[Collection entries]
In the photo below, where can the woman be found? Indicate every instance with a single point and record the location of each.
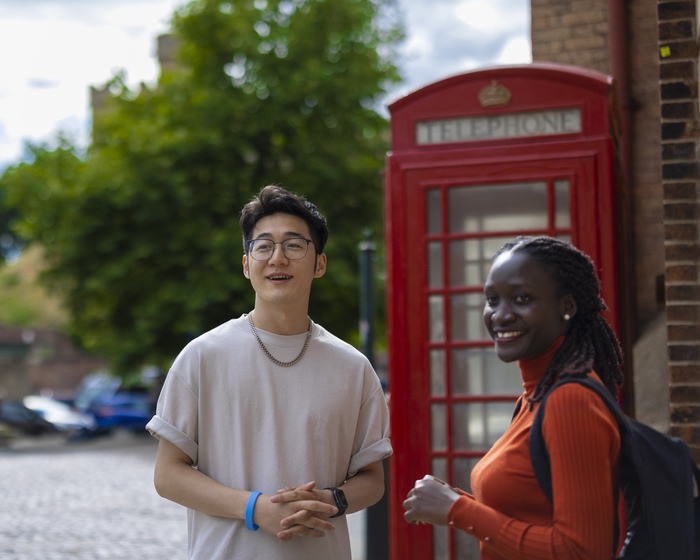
(542, 309)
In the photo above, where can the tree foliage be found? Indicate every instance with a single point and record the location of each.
(142, 237)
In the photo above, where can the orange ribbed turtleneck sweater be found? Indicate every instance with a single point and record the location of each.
(510, 514)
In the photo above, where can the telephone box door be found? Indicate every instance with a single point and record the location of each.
(448, 213)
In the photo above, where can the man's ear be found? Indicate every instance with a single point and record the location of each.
(320, 265)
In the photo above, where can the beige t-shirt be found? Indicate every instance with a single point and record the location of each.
(253, 425)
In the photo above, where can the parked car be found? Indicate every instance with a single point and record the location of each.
(23, 421)
(66, 419)
(113, 406)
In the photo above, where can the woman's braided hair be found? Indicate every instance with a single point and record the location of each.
(590, 343)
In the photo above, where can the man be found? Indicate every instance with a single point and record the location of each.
(268, 420)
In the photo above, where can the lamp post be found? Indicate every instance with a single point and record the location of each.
(377, 516)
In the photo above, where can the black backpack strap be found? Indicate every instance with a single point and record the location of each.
(538, 450)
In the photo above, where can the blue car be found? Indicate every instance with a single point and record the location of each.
(113, 406)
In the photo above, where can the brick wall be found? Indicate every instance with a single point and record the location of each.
(679, 150)
(571, 32)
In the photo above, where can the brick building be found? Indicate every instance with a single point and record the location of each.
(651, 49)
(36, 359)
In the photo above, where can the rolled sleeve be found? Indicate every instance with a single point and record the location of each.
(159, 428)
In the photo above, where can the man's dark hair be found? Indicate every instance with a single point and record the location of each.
(274, 200)
(590, 343)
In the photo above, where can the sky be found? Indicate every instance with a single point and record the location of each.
(52, 51)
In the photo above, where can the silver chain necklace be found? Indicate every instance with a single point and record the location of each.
(267, 352)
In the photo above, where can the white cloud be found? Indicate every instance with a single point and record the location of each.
(59, 51)
(60, 48)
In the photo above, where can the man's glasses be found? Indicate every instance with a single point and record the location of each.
(294, 248)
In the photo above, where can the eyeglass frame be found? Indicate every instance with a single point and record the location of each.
(249, 243)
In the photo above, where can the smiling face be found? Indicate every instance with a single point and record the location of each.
(524, 313)
(280, 281)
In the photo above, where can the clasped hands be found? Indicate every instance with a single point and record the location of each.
(295, 511)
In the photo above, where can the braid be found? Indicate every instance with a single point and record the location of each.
(590, 343)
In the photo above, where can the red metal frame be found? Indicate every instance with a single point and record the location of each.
(586, 159)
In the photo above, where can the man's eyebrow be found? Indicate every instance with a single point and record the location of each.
(286, 234)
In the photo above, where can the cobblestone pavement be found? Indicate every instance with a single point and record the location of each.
(86, 501)
(93, 500)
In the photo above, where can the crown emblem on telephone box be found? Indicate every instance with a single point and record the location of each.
(494, 95)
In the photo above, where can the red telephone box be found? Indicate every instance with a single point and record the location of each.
(476, 160)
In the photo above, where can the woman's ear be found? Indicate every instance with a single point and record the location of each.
(567, 307)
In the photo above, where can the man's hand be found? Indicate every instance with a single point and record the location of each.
(304, 512)
(429, 501)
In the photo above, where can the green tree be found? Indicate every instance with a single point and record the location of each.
(142, 236)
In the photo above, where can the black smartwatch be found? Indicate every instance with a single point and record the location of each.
(340, 502)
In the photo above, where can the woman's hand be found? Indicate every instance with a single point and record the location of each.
(429, 501)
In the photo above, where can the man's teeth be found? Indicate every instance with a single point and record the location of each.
(509, 334)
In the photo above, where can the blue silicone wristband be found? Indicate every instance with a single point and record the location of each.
(249, 508)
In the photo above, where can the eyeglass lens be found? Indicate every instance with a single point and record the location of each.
(293, 249)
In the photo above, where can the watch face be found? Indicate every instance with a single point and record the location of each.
(340, 496)
(340, 501)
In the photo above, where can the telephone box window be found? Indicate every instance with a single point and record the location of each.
(438, 427)
(485, 422)
(434, 264)
(506, 207)
(434, 211)
(467, 317)
(437, 330)
(478, 371)
(470, 260)
(562, 215)
(437, 373)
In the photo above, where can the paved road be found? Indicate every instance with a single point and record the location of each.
(93, 500)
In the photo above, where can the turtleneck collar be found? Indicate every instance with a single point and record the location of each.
(532, 369)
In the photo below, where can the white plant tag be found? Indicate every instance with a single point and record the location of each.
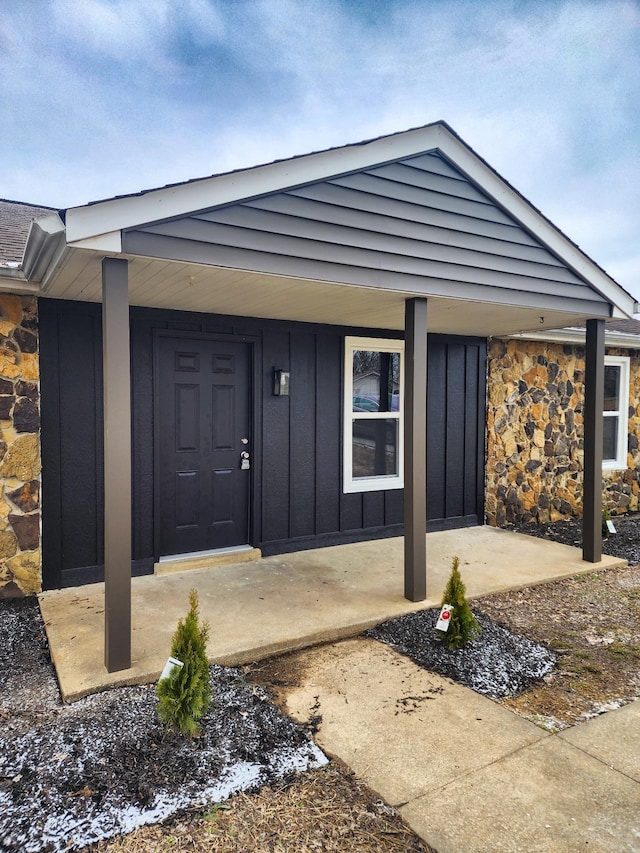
(170, 665)
(444, 620)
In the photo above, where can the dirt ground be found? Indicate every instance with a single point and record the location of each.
(590, 622)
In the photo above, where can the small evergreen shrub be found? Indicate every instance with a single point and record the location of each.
(185, 695)
(462, 624)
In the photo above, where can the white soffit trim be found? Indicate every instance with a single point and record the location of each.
(578, 336)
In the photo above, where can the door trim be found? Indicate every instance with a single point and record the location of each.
(255, 417)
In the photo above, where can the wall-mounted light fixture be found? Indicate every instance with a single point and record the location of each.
(280, 383)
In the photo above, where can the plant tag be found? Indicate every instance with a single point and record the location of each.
(444, 620)
(170, 665)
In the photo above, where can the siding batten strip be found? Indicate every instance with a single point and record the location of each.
(415, 451)
(593, 428)
(117, 463)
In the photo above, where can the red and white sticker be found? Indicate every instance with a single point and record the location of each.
(444, 620)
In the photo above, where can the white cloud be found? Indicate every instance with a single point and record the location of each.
(111, 96)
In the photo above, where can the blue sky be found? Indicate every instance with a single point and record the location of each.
(105, 97)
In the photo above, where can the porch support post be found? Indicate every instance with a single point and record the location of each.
(117, 464)
(415, 450)
(593, 406)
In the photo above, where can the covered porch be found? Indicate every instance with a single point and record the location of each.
(408, 234)
(278, 604)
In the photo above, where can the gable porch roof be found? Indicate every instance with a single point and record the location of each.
(340, 236)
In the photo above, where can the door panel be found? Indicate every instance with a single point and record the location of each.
(203, 415)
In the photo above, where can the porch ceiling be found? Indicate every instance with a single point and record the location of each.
(158, 283)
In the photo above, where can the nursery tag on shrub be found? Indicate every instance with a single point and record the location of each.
(170, 665)
(444, 619)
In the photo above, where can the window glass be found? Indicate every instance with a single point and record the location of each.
(373, 434)
(375, 448)
(376, 381)
(615, 412)
(611, 388)
(610, 438)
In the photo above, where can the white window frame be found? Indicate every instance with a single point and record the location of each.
(353, 484)
(622, 413)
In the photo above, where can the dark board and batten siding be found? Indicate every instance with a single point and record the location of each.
(297, 478)
(417, 225)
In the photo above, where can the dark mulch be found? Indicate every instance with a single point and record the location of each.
(497, 663)
(624, 543)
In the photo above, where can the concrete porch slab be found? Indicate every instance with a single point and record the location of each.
(277, 604)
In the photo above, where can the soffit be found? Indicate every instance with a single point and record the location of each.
(190, 287)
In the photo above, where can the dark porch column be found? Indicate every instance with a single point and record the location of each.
(415, 450)
(117, 464)
(593, 405)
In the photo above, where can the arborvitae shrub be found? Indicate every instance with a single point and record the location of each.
(185, 695)
(462, 624)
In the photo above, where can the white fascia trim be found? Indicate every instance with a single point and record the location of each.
(110, 243)
(17, 284)
(182, 199)
(577, 336)
(513, 203)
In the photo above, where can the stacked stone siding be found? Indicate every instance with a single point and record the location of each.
(535, 405)
(20, 562)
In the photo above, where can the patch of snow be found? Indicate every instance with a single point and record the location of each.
(104, 766)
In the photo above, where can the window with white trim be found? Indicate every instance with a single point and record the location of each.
(373, 414)
(615, 414)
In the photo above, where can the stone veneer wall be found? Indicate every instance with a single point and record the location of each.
(535, 394)
(20, 561)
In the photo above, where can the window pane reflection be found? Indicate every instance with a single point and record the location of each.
(611, 388)
(376, 381)
(610, 438)
(375, 447)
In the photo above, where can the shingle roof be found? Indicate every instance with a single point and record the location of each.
(15, 220)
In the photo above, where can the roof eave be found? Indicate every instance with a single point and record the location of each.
(46, 244)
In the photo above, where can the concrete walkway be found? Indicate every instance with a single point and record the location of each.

## Exercise
Give back exactly the lines beginning at the one with "In the photo above, where can the stacked" and ending at the final line of the material; both boundary lines belong in it.

## Task result
In the photo above, where can the stacked stone siding be found? Indicate every instance with a single point and record the location of each.
(535, 405)
(20, 562)
In the photo above, where can the patch of snow be found? Indicate every instance with a single point and record the location of each.
(104, 766)
In the photo above, where can the window with white trim be found? Indicate every instance with a single point and record the location of each.
(373, 414)
(615, 414)
In the photo above, where can the stone veneer wall be found? Indicate every instance with a single point and record the location of each.
(535, 394)
(20, 561)
In the photo above, where can the window pane reflection be found? Indicate every instance with a single point and record the location of each.
(611, 388)
(376, 381)
(610, 438)
(375, 447)
In the photo above, where can the shingle roof be found? Indicate every instance with a single point and record the location of each.
(15, 220)
In the photo above, where can the roof eave be found? Indicate every instance with a single point and record the location of each.
(46, 244)
In the photo above, where can the concrete walkway be found? Indicate every instance with a single point and record the location of each.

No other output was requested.